• WHAT IS NEEDED
Locate every line in the items that contains the word "handle", and copy each of those lines.

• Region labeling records
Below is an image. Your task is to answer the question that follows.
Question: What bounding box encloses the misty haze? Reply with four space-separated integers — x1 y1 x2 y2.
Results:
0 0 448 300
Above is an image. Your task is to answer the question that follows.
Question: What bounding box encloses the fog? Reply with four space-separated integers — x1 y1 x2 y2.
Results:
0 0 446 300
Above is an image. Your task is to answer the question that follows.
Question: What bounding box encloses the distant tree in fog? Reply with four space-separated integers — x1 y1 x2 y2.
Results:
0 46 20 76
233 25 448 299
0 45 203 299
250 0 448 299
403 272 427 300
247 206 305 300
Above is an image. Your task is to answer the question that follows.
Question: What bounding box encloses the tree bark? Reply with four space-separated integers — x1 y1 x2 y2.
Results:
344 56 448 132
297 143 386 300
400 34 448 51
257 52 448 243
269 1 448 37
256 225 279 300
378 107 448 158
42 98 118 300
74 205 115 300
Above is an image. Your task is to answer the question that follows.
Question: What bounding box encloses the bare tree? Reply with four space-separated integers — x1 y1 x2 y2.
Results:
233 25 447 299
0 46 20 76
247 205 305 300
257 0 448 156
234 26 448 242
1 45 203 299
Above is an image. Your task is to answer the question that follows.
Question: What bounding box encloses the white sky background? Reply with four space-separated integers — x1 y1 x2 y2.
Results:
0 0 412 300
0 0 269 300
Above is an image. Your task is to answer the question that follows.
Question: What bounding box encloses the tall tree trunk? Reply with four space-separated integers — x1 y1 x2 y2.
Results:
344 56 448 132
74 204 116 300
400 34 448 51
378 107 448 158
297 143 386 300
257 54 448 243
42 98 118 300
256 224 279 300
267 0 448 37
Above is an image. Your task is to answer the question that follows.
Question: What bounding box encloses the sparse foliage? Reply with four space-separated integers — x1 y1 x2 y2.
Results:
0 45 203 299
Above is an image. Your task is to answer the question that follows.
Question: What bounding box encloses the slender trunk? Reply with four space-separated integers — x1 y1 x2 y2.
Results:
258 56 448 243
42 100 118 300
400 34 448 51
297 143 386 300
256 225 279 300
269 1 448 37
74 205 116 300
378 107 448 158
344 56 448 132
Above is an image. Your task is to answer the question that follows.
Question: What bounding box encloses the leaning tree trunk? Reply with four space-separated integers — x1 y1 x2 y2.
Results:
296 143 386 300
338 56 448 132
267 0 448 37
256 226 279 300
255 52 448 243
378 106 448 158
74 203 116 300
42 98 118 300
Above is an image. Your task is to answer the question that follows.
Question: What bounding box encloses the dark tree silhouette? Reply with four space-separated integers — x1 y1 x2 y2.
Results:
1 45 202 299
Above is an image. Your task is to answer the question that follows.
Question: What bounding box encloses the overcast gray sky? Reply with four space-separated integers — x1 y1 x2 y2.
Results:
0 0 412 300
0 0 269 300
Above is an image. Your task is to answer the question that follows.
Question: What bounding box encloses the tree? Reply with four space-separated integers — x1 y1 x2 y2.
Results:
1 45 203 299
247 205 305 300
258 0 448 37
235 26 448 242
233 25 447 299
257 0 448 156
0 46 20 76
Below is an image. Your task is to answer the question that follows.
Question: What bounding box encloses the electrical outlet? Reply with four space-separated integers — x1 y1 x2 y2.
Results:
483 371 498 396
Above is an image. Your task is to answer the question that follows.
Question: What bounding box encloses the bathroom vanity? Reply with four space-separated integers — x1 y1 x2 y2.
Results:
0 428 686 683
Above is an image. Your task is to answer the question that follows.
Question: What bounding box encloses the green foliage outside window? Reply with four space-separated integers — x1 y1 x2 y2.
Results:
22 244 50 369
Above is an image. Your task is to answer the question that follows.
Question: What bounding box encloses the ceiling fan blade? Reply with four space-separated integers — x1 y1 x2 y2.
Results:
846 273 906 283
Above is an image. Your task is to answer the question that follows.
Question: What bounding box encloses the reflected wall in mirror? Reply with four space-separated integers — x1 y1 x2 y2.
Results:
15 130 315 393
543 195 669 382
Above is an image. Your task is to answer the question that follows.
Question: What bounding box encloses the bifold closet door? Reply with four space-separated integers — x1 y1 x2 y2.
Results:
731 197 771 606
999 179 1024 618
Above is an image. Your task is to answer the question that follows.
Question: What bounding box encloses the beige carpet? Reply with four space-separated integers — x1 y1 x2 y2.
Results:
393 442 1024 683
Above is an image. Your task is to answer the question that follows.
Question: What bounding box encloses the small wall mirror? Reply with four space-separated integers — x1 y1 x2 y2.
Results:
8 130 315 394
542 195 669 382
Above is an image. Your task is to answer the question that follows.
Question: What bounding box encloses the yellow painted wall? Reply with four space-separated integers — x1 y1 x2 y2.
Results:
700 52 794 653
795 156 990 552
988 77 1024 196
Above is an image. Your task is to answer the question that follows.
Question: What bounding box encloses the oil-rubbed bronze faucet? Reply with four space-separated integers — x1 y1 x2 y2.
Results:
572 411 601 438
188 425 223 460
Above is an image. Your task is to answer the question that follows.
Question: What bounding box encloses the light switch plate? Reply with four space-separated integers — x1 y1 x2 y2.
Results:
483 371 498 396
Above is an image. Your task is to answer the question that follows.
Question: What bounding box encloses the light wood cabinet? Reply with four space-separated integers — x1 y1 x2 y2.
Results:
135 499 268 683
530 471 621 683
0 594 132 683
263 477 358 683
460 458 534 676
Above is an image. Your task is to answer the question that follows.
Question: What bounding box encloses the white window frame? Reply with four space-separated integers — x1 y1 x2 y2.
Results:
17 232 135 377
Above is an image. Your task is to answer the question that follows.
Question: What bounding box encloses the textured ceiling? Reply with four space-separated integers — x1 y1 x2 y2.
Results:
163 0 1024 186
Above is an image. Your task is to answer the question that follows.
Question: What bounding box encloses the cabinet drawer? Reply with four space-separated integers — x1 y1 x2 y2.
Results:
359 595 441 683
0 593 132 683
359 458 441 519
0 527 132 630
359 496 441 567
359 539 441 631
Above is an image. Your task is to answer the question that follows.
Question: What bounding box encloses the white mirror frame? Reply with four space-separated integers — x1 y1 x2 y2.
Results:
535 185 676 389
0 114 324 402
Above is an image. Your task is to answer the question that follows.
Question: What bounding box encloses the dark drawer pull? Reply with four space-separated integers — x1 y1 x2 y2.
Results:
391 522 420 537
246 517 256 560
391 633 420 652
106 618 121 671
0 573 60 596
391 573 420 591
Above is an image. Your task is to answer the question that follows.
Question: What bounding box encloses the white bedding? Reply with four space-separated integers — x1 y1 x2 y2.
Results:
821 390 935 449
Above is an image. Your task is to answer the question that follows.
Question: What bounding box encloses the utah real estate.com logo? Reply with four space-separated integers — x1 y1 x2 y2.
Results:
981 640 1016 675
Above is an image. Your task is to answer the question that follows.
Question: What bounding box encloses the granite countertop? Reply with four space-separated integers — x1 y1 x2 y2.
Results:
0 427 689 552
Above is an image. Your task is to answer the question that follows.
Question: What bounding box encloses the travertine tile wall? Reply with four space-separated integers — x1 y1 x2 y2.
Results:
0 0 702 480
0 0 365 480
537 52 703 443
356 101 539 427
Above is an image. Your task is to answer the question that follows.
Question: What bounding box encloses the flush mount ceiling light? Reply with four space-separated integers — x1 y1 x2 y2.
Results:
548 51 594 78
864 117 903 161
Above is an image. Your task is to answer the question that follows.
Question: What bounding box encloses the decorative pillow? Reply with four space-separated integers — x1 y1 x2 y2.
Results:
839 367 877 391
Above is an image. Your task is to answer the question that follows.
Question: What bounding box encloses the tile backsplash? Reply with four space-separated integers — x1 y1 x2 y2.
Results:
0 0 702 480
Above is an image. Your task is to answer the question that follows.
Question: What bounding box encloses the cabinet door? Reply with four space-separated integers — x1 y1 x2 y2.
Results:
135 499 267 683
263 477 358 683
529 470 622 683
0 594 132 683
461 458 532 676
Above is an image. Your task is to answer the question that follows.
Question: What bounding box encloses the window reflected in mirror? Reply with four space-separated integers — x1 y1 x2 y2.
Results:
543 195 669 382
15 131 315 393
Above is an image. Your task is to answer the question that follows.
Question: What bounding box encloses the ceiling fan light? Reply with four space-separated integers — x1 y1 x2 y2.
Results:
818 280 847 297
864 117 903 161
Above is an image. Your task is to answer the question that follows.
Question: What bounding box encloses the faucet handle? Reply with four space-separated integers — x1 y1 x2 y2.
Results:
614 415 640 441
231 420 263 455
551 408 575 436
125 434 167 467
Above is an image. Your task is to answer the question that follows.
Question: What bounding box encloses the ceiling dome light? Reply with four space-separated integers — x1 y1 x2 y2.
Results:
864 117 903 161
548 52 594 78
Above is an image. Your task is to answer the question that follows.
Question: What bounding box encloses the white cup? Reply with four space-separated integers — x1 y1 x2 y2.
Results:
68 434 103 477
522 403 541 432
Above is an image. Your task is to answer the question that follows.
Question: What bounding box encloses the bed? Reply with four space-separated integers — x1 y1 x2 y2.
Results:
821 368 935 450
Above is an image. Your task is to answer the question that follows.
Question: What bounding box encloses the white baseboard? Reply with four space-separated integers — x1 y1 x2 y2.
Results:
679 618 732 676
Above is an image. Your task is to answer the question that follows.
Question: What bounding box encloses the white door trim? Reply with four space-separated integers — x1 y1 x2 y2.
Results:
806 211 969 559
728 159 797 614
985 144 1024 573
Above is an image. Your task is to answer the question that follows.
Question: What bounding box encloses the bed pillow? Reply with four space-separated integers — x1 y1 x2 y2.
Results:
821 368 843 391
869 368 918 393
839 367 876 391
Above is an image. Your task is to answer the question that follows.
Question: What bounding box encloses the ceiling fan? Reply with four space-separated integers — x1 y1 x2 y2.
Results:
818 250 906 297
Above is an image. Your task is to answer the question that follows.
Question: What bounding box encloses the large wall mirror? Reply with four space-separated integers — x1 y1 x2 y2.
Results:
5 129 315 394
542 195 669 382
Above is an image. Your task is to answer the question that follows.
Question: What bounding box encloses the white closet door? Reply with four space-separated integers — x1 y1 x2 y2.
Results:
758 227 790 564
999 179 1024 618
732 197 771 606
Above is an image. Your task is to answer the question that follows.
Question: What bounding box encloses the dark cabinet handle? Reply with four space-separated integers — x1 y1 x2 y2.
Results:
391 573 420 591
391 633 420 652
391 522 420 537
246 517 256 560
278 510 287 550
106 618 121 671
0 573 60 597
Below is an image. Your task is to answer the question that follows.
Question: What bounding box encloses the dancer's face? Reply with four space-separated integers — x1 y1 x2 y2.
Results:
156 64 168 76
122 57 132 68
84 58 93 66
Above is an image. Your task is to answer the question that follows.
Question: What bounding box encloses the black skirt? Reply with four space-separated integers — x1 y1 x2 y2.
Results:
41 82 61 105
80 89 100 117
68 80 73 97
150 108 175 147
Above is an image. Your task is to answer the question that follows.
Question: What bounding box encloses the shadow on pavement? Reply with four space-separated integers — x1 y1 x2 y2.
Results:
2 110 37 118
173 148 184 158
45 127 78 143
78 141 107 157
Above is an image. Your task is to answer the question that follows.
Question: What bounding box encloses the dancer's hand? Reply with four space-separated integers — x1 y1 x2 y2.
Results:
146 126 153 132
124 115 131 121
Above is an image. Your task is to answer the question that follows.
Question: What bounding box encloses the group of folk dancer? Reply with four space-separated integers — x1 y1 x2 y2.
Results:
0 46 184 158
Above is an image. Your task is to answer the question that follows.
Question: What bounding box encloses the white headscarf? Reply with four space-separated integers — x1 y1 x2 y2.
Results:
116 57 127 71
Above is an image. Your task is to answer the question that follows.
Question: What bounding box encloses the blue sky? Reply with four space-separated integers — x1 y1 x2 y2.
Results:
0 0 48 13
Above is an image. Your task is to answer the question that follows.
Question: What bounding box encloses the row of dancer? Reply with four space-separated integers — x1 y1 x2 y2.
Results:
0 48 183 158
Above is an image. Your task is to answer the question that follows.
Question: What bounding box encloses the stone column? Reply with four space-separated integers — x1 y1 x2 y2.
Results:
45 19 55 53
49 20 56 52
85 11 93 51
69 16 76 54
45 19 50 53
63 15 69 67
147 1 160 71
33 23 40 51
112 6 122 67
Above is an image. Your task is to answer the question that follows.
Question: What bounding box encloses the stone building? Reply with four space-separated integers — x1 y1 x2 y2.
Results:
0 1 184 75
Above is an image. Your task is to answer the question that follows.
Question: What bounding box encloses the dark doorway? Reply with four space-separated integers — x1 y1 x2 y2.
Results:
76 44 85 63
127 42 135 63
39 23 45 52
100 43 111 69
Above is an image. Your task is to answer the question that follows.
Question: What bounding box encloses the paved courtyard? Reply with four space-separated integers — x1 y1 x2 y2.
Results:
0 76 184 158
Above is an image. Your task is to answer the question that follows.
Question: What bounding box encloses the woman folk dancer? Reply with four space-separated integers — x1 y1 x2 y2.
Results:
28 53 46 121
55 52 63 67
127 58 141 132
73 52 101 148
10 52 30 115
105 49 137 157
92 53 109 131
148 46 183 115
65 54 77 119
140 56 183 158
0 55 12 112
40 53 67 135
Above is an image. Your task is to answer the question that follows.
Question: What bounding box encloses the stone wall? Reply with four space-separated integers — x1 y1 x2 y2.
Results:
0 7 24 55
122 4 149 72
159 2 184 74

• SOLUTION
Question: What bounding box encloses the faucet handle? Reply with four space-separated integers — x1 y1 x2 y2.
Question: What bounding box encloses the dark cabinet handle? Reply with four space-separated integers — x1 y1 x2 y2.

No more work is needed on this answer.